_TEXT UNDER STUDY_:
____
Press Release Date: 2011-11-28T00:00:00


BY CARY WOLFE
Editor, Posthumanities Series

MargulisOn November 22, 2011, Lynn Margulis died at the age of 73, five days after suffering a hemorrhagic stroke from which she never regained consciousness. She was Distinguished University Professor in the Department of Geosciences at the University of Massachusetts, Amherst, was elected to the National Academy of Sciences in 1983, in 1999 received the Presidential Medal of Science from Bill Clinton, and was a member of the American Academy of Arts and Sciences.

Admitted to the University of Chicago at age fourteen, her prodigious career included marrying fellow scientist Carl Sagan at age nineteen. Margulis’s first book, The Origin of Eukaryotic Cells (Yale University Press, 1970), announced her path-breaking endosymbiotic theory of the evolution of the eukaryotic cell from the interdependence and cooperative existence of multiple prokaryotic organisms. She was often critical of versions of neo-Darwinist orthodoxy that stressed a “zoological, capitalistic, competitive, cost-benefit interpretation of Darwin.” Rejected for years by mainstream scientific orthodoxy, her theory of endosymbiosis stressed instead complex forms of cooperation and co-existence, and is now considered textbook biology on the role of symbiosis in early evolution. Fellow scientist Richard Dawkins called her theory “one of the great achievements of twentieth-century evolutionary biology.”
____
_DATASET_:

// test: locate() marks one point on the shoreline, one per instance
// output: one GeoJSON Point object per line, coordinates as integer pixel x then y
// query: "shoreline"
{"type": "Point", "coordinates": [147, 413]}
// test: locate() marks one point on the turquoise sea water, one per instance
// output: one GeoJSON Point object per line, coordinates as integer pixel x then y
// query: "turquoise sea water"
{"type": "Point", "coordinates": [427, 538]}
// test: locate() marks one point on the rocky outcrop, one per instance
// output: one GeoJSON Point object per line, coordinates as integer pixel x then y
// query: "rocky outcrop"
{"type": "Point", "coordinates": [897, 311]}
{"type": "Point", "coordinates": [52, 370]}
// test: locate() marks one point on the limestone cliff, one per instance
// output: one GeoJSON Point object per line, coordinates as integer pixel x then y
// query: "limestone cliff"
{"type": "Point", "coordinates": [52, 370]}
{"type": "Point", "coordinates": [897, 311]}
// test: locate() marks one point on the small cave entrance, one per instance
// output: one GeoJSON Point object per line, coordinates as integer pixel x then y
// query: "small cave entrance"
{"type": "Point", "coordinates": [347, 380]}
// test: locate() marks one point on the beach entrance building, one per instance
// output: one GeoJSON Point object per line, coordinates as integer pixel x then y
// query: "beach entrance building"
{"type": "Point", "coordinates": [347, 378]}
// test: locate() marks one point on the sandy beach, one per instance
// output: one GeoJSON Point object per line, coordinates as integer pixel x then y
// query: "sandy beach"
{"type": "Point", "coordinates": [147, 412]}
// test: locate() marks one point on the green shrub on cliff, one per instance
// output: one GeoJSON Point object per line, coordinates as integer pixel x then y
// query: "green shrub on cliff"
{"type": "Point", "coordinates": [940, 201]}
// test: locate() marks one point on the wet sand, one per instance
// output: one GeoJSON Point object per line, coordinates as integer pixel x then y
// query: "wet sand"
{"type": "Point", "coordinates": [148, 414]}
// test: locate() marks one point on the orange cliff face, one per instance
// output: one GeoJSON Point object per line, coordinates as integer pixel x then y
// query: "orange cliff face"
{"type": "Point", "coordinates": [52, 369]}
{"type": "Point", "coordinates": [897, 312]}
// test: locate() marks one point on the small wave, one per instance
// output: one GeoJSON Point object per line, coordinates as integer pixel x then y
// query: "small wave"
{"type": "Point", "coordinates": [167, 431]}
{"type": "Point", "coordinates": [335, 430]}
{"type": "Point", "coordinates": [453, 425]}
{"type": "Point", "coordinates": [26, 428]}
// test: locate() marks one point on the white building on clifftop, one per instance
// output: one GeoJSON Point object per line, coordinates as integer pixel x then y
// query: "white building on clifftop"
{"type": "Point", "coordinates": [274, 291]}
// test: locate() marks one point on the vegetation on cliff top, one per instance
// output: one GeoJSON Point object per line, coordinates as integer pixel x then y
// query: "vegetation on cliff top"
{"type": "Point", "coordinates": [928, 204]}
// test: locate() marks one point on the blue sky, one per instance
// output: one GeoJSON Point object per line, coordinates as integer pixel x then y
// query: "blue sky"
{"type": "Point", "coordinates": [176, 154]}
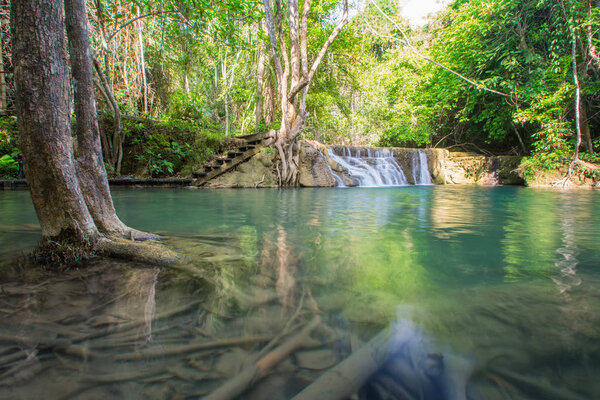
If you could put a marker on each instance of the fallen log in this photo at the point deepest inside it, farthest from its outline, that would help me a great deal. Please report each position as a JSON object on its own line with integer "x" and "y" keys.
{"x": 350, "y": 375}
{"x": 251, "y": 374}
{"x": 189, "y": 348}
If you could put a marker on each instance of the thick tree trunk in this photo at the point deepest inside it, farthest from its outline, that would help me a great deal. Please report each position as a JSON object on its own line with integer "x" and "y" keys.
{"x": 142, "y": 61}
{"x": 585, "y": 129}
{"x": 259, "y": 87}
{"x": 43, "y": 106}
{"x": 90, "y": 166}
{"x": 289, "y": 79}
{"x": 3, "y": 98}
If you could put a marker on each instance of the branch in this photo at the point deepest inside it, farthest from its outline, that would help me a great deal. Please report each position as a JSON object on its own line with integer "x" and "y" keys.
{"x": 414, "y": 50}
{"x": 306, "y": 79}
{"x": 131, "y": 21}
{"x": 272, "y": 39}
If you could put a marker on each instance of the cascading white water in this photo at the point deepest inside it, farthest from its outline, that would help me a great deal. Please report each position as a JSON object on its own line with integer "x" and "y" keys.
{"x": 370, "y": 167}
{"x": 379, "y": 167}
{"x": 420, "y": 169}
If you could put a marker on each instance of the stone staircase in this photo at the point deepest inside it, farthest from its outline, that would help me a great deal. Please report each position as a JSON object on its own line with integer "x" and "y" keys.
{"x": 238, "y": 150}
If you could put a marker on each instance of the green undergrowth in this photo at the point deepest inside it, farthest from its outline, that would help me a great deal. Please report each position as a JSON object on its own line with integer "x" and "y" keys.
{"x": 9, "y": 148}
{"x": 160, "y": 149}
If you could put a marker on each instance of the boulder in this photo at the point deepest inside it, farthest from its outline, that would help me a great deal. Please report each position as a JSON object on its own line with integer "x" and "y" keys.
{"x": 314, "y": 170}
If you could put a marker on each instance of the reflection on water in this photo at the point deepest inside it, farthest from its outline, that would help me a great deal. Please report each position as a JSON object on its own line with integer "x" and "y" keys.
{"x": 497, "y": 291}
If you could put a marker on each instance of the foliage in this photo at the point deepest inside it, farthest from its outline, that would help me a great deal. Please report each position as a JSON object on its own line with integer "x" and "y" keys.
{"x": 201, "y": 61}
{"x": 165, "y": 148}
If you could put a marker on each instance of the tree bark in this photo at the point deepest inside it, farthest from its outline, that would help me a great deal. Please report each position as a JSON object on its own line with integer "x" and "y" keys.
{"x": 67, "y": 193}
{"x": 142, "y": 61}
{"x": 90, "y": 166}
{"x": 259, "y": 86}
{"x": 585, "y": 129}
{"x": 289, "y": 81}
{"x": 43, "y": 106}
{"x": 3, "y": 98}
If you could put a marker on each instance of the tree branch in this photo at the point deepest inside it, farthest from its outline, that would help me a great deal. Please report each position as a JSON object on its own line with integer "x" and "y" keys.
{"x": 131, "y": 21}
{"x": 306, "y": 79}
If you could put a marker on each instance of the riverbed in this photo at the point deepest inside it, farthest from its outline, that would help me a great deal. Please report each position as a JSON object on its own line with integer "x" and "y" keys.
{"x": 504, "y": 279}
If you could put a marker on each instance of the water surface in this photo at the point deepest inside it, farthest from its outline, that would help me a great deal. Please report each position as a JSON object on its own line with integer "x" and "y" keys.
{"x": 506, "y": 279}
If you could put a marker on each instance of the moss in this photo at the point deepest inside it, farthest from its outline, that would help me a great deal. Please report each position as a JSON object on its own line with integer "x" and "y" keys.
{"x": 161, "y": 149}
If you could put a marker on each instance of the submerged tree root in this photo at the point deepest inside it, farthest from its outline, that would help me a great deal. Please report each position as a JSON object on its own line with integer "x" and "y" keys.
{"x": 150, "y": 252}
{"x": 252, "y": 373}
{"x": 63, "y": 251}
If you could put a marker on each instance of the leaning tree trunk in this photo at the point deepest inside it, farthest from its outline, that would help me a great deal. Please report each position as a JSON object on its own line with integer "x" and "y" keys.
{"x": 89, "y": 164}
{"x": 44, "y": 120}
{"x": 293, "y": 79}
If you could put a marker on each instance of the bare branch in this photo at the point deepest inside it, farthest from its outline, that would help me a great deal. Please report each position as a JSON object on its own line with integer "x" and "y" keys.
{"x": 131, "y": 21}
{"x": 306, "y": 79}
{"x": 272, "y": 39}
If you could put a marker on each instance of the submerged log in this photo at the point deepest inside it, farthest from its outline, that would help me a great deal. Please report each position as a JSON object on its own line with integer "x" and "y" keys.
{"x": 249, "y": 375}
{"x": 350, "y": 375}
{"x": 189, "y": 348}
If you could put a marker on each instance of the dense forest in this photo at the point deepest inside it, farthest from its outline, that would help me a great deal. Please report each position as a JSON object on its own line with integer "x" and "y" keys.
{"x": 173, "y": 78}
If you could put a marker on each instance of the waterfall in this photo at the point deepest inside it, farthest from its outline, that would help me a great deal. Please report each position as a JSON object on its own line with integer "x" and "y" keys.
{"x": 370, "y": 167}
{"x": 420, "y": 169}
{"x": 379, "y": 167}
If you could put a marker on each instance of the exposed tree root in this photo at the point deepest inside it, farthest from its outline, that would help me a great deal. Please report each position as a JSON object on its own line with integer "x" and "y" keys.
{"x": 251, "y": 374}
{"x": 349, "y": 376}
{"x": 586, "y": 166}
{"x": 64, "y": 250}
{"x": 189, "y": 348}
{"x": 150, "y": 252}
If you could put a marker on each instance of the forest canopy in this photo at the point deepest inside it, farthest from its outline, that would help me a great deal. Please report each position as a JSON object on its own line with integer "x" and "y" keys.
{"x": 203, "y": 71}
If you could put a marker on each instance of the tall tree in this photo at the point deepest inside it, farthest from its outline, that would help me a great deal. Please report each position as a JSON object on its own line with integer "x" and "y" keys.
{"x": 293, "y": 77}
{"x": 70, "y": 195}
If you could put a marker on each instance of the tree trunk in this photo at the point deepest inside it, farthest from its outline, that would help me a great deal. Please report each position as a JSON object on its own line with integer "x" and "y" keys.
{"x": 142, "y": 62}
{"x": 44, "y": 121}
{"x": 64, "y": 190}
{"x": 89, "y": 165}
{"x": 259, "y": 87}
{"x": 585, "y": 129}
{"x": 3, "y": 99}
{"x": 289, "y": 81}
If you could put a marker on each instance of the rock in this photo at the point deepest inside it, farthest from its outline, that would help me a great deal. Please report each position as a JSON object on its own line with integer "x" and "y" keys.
{"x": 469, "y": 168}
{"x": 256, "y": 172}
{"x": 313, "y": 169}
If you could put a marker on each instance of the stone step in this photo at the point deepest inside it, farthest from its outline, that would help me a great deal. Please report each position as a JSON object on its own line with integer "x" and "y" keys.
{"x": 247, "y": 147}
{"x": 221, "y": 161}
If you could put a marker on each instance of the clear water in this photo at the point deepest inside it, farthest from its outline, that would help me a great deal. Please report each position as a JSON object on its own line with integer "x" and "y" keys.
{"x": 505, "y": 280}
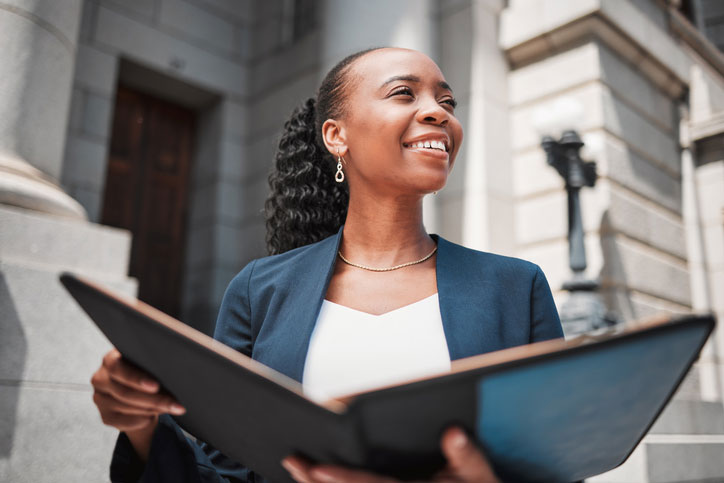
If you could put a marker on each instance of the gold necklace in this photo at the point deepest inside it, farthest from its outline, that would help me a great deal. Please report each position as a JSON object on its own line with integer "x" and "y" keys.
{"x": 373, "y": 269}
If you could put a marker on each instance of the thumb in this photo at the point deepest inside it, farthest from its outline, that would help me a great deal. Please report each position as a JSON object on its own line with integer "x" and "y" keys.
{"x": 464, "y": 458}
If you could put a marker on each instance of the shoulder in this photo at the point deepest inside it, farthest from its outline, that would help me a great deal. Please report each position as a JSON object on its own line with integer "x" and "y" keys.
{"x": 285, "y": 265}
{"x": 478, "y": 263}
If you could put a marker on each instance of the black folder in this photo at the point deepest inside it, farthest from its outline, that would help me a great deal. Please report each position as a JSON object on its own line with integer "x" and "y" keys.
{"x": 551, "y": 411}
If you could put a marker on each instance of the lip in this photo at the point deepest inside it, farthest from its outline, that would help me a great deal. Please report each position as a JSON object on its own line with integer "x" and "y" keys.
{"x": 433, "y": 153}
{"x": 439, "y": 137}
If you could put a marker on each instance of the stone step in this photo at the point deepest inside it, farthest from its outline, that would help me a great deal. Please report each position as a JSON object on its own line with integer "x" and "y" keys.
{"x": 46, "y": 336}
{"x": 690, "y": 417}
{"x": 671, "y": 459}
{"x": 53, "y": 243}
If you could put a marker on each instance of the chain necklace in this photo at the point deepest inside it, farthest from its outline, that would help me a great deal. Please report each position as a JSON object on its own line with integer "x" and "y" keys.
{"x": 388, "y": 269}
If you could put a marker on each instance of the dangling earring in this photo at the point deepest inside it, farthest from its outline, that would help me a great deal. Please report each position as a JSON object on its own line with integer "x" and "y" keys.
{"x": 339, "y": 175}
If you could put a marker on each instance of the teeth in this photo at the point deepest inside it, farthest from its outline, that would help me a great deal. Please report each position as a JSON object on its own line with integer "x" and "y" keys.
{"x": 430, "y": 145}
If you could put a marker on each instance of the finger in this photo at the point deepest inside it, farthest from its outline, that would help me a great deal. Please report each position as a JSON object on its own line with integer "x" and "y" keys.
{"x": 297, "y": 468}
{"x": 465, "y": 461}
{"x": 159, "y": 403}
{"x": 125, "y": 422}
{"x": 127, "y": 374}
{"x": 339, "y": 474}
{"x": 107, "y": 403}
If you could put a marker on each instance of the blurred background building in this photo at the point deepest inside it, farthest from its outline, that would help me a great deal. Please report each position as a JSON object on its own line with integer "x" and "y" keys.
{"x": 136, "y": 137}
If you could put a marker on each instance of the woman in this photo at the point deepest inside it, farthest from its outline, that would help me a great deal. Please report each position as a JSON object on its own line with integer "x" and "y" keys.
{"x": 381, "y": 135}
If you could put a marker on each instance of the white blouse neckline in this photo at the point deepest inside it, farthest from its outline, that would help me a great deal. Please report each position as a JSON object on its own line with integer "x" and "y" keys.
{"x": 389, "y": 312}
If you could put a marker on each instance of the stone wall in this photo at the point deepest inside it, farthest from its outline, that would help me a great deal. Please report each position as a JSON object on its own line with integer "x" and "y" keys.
{"x": 195, "y": 53}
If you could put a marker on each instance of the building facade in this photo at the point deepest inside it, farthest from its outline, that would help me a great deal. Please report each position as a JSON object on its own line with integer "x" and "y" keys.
{"x": 136, "y": 137}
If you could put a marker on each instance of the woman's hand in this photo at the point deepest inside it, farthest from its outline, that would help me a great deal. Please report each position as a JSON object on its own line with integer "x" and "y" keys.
{"x": 130, "y": 400}
{"x": 465, "y": 463}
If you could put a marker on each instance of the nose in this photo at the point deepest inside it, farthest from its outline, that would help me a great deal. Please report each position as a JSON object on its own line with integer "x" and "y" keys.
{"x": 432, "y": 112}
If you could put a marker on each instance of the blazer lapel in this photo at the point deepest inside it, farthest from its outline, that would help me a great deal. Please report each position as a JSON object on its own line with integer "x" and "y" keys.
{"x": 461, "y": 309}
{"x": 295, "y": 323}
{"x": 307, "y": 303}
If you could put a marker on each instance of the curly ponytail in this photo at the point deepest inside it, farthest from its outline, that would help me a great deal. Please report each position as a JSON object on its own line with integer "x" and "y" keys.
{"x": 306, "y": 204}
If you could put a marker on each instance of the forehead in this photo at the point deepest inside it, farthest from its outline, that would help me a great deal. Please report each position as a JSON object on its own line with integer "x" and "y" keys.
{"x": 376, "y": 67}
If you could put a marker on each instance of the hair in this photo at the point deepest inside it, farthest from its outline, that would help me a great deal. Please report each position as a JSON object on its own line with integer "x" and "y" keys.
{"x": 306, "y": 204}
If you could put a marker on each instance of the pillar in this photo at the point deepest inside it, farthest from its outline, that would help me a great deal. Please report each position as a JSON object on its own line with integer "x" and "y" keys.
{"x": 36, "y": 72}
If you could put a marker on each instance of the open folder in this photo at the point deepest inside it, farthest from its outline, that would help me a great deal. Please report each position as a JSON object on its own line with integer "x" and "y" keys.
{"x": 551, "y": 411}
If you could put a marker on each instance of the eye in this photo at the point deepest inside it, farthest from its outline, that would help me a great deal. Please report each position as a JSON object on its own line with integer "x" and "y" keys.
{"x": 405, "y": 91}
{"x": 450, "y": 101}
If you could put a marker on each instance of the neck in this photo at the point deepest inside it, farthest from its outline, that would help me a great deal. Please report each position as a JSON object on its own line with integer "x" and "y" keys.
{"x": 385, "y": 232}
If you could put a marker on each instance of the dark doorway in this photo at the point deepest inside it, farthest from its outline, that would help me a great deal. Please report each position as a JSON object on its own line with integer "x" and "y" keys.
{"x": 146, "y": 191}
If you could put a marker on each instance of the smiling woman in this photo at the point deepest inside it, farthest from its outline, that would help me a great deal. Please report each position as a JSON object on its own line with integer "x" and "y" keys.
{"x": 356, "y": 293}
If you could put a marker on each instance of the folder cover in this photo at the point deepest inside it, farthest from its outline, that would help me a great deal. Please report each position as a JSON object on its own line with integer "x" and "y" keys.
{"x": 550, "y": 411}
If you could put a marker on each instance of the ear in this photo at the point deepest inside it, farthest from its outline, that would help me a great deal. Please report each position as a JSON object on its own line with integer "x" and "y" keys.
{"x": 334, "y": 136}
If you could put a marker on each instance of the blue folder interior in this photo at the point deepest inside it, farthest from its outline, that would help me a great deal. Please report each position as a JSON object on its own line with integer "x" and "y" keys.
{"x": 586, "y": 407}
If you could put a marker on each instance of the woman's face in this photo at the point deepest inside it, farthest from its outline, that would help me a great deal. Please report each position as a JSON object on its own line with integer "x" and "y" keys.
{"x": 400, "y": 130}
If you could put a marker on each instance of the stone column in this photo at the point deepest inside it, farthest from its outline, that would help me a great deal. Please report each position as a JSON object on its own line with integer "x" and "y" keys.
{"x": 36, "y": 71}
{"x": 488, "y": 207}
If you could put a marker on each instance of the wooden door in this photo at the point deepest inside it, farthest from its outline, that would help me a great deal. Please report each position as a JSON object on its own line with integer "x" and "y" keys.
{"x": 147, "y": 189}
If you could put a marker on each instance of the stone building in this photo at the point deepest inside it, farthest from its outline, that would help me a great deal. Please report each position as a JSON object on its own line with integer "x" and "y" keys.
{"x": 136, "y": 138}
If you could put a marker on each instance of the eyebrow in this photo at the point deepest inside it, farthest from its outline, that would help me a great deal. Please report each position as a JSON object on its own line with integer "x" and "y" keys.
{"x": 414, "y": 78}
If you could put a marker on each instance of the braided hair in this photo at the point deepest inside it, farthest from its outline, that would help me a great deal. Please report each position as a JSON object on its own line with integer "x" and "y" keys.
{"x": 306, "y": 204}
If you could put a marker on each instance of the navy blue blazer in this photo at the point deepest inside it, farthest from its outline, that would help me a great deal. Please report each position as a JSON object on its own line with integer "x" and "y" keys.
{"x": 487, "y": 302}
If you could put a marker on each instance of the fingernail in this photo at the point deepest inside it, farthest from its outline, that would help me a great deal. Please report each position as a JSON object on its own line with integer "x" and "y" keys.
{"x": 459, "y": 439}
{"x": 149, "y": 384}
{"x": 177, "y": 409}
{"x": 322, "y": 475}
{"x": 288, "y": 465}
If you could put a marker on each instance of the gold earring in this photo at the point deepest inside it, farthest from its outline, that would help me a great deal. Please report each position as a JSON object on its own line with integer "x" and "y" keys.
{"x": 339, "y": 175}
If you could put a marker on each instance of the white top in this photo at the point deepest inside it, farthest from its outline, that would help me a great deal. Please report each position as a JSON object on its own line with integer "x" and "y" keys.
{"x": 352, "y": 351}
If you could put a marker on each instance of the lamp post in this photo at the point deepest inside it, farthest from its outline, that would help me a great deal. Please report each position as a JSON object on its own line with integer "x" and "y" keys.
{"x": 583, "y": 311}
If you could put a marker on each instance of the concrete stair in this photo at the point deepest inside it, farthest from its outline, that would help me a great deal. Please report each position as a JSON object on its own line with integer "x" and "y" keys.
{"x": 49, "y": 348}
{"x": 686, "y": 444}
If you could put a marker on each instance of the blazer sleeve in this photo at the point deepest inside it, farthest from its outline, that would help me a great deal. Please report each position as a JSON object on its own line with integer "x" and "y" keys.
{"x": 545, "y": 323}
{"x": 174, "y": 457}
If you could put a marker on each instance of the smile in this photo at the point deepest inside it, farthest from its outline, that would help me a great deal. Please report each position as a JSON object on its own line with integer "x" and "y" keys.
{"x": 437, "y": 145}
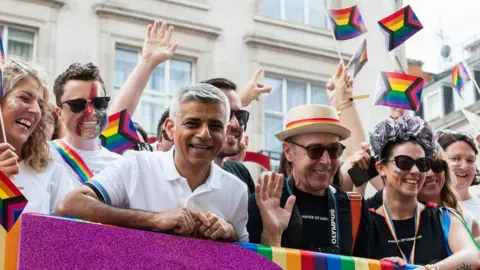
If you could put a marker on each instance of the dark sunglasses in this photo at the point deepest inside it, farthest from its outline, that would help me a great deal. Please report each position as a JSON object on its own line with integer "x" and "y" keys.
{"x": 242, "y": 117}
{"x": 79, "y": 105}
{"x": 315, "y": 151}
{"x": 438, "y": 165}
{"x": 405, "y": 163}
{"x": 165, "y": 136}
{"x": 143, "y": 147}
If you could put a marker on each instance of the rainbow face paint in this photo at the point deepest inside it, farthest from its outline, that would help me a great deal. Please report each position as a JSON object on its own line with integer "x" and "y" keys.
{"x": 93, "y": 121}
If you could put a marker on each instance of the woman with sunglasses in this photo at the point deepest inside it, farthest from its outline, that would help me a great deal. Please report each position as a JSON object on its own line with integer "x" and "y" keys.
{"x": 460, "y": 152}
{"x": 404, "y": 230}
{"x": 25, "y": 153}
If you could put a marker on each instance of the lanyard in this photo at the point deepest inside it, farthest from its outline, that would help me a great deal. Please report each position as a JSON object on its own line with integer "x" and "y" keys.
{"x": 333, "y": 213}
{"x": 391, "y": 227}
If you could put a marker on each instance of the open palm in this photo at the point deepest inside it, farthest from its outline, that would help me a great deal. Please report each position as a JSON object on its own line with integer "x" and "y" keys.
{"x": 157, "y": 47}
{"x": 268, "y": 191}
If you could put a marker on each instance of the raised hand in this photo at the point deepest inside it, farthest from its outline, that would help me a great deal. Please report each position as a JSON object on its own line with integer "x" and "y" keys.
{"x": 219, "y": 228}
{"x": 182, "y": 221}
{"x": 8, "y": 160}
{"x": 157, "y": 47}
{"x": 268, "y": 192}
{"x": 340, "y": 86}
{"x": 254, "y": 89}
____
_DIRECTIONS_:
A: Answer these questions from the press release about Lynn Margulis:
(i) In what year was she elected to the National Academy of Sciences?
(ii) At what age was she admitted to the University of Chicago?
(iii) What was the title of her first book?
B: Reproduce word for word the part of the press release about Lynn Margulis that opens with the words containing "BY CARY WOLFE" and closes with "Arts and Sciences.".
C: Pick up the press release about Lynn Margulis after its last sentence and carry it on for one more paragraph.

_TASK RESPONSES_:
A:
(i) 1983
(ii) Fourteen
(iii) The Origin of Eukaryotic Cells

B:
BY CARY WOLFE
Editor, Posthumanities Series

MargulisOn November 22, 2011, Lynn Margulis died at the age of 73, five days after suffering a hemorrhagic stroke from which she never regained consciousness. She was Distinguished University Professor in the Department of Geosciences at the University of Massachusetts, Amherst, was elected to the National Academy of Sciences in 1983, in 1999 received the Presidential Medal of Science from Bill Clinton, and was a member of the American Academy of Arts and Sciences.

C:
Later, Margulis lent her support, scientific and otherwise, to English environmental scientist James Lovelock and his famous Gaia theory, which is now broadly accepted in Earth System Science, resulting in volumes by Margulis such as Slanted Truths: Essays on Gaia, Symbiosis, and Evolution (1997) and Symbiotic Planet : A New Look at Evolution (1998). Her late work moves ever more boldly between scientific observation and hypothesis and social and cultural context, serving for many as a model and inspiration for interdisciplinary scholarship. In the 1980s, Margulis began to co-author works with her son, Dorion Sagan, who wrote the introduction to the Jakob von Uexkϋll volume A Foray into the Worlds of Animals and Humans. Over the years, she and Dorion explored a wide range of topics, from the evolution of human sexuality to the “subvisible” world of microbial life. Our thoughts go out to Dorion and the rest of the family at this difficult time as we remember and celebrate the life and work of Lynn Margulis.